§ Problem details:
Output exactly the lines from the one with "One point per instance, written like point(130, 145)" to the close of the records below, first and last included.

§ Exercise materials:
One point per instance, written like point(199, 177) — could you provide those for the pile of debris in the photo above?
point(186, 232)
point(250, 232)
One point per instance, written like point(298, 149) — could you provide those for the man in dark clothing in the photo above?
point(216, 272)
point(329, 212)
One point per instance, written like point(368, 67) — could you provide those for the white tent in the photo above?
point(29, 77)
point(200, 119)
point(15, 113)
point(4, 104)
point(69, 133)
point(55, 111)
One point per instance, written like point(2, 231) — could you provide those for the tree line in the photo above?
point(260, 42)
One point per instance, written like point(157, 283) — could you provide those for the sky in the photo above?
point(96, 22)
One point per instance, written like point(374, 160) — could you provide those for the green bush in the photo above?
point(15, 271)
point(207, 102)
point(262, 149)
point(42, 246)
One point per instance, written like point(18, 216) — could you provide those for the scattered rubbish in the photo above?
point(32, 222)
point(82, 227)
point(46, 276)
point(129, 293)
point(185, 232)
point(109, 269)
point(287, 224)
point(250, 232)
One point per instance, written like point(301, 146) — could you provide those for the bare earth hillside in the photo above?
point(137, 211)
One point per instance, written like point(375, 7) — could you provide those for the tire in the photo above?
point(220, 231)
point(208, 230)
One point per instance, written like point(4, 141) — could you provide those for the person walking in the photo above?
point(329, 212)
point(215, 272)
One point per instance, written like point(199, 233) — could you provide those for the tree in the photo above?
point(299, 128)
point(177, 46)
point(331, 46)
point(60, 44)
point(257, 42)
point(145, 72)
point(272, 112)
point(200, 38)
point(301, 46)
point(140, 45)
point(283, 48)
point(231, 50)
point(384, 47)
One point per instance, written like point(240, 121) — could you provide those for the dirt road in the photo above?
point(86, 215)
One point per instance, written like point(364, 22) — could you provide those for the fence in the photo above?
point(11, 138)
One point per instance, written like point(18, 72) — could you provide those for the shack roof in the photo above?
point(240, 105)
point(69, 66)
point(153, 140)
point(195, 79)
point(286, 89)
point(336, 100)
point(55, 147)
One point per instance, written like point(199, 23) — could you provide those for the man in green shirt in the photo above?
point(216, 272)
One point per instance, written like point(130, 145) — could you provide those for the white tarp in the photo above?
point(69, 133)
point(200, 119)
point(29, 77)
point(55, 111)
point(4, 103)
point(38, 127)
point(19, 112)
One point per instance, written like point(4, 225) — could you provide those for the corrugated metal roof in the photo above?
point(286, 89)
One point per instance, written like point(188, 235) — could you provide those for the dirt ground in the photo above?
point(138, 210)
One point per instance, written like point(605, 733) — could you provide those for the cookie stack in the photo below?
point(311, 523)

§ Exercise solution:
One point per instance, written like point(130, 145) — could you provide those for the white tarp in the photo above?
point(69, 133)
point(200, 119)
point(29, 77)
point(55, 111)
point(4, 103)
point(38, 127)
point(19, 112)
One point per instance, written like point(4, 225) — could you provide those for the corrugated metal roof in the photo above?
point(286, 89)
One point per instance, written like point(188, 235) — could you provide those for the dirt ground in the photo above?
point(138, 210)
One point per instance, written like point(605, 733) — could you provide those for the cookie stack in the photo below?
point(311, 523)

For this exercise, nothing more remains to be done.